→ Work to complete:
Return every line of the listing below unchanged, character for character.

......

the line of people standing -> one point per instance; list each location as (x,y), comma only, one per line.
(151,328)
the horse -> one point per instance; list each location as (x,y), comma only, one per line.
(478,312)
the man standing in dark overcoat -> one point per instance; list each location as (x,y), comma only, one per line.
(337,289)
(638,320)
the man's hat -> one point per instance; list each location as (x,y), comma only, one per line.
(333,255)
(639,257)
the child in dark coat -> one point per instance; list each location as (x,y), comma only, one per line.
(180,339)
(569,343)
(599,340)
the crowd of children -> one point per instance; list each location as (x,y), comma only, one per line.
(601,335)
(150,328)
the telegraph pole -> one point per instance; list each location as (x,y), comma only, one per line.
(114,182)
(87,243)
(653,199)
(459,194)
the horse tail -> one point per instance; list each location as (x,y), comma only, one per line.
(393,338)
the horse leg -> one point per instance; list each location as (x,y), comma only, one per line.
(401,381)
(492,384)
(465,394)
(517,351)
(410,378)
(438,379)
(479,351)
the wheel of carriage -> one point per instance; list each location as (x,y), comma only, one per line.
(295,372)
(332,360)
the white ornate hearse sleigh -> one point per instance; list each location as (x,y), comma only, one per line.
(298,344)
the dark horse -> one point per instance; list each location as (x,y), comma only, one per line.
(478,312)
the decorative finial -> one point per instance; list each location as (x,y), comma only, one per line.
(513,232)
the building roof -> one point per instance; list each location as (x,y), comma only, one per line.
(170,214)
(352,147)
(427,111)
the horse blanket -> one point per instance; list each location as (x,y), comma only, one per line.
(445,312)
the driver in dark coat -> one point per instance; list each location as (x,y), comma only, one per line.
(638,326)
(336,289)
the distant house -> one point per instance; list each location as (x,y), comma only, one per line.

......

→ Complete output:
the line of people standing -> one point per instance; list each location as (x,y), comma only, one per line.
(151,328)
the horse -> one point per instance; list each location as (x,y), comma only, one per line.
(478,312)
the man standing in dark overcoat -> one point per instance; list each location as (x,y), comma only, one per line.
(337,289)
(638,320)
the man's hat -> one point per instance; list each location as (x,y), comma only, one per line.
(333,255)
(639,257)
the child in dark coat -> one point per instance; list each location as (x,y), comma only, one per line.
(180,339)
(569,343)
(599,340)
the crowd of children -> one point per instance; list each location as (x,y), comma only, one per line.
(601,335)
(150,328)
the telegraph pole -> one point per instance; list each location as (x,y), comma only, one per line.
(114,182)
(87,243)
(653,199)
(459,194)
the horse tail -> one point per instance; list each location as (x,y), comma only, one per line.
(393,338)
the horse leg -> one point per instance; list each location as (x,y), comma only, one per line.
(401,381)
(492,384)
(465,394)
(517,351)
(410,378)
(438,379)
(479,351)
the wheel of carriage -> one point per instance; list each location as (x,y), comma only, one per line.
(295,372)
(332,360)
the white ornate hearse sleigh -> one point per instance; list each location as (x,y), comma only, one per line.
(298,344)
the dark horse -> one point per instance; list each location as (x,y), comma only, one per line.
(478,312)
the decorative finial -> one point per instance; list each location as (x,y), comma only, one per line.
(513,232)
the building roof -> one point per instance; list each location as (x,y), comma only, one per line.
(170,214)
(352,147)
(427,111)
the horse blanket -> one point per instance; list each location as (x,y), comma only, one per line.
(445,312)
the driver in dark coat -> one point per instance; list each location as (x,y), comma only, one per line.
(638,326)
(336,289)
the distant house -> one point per instance; list each location as (x,y), comma only, one per line.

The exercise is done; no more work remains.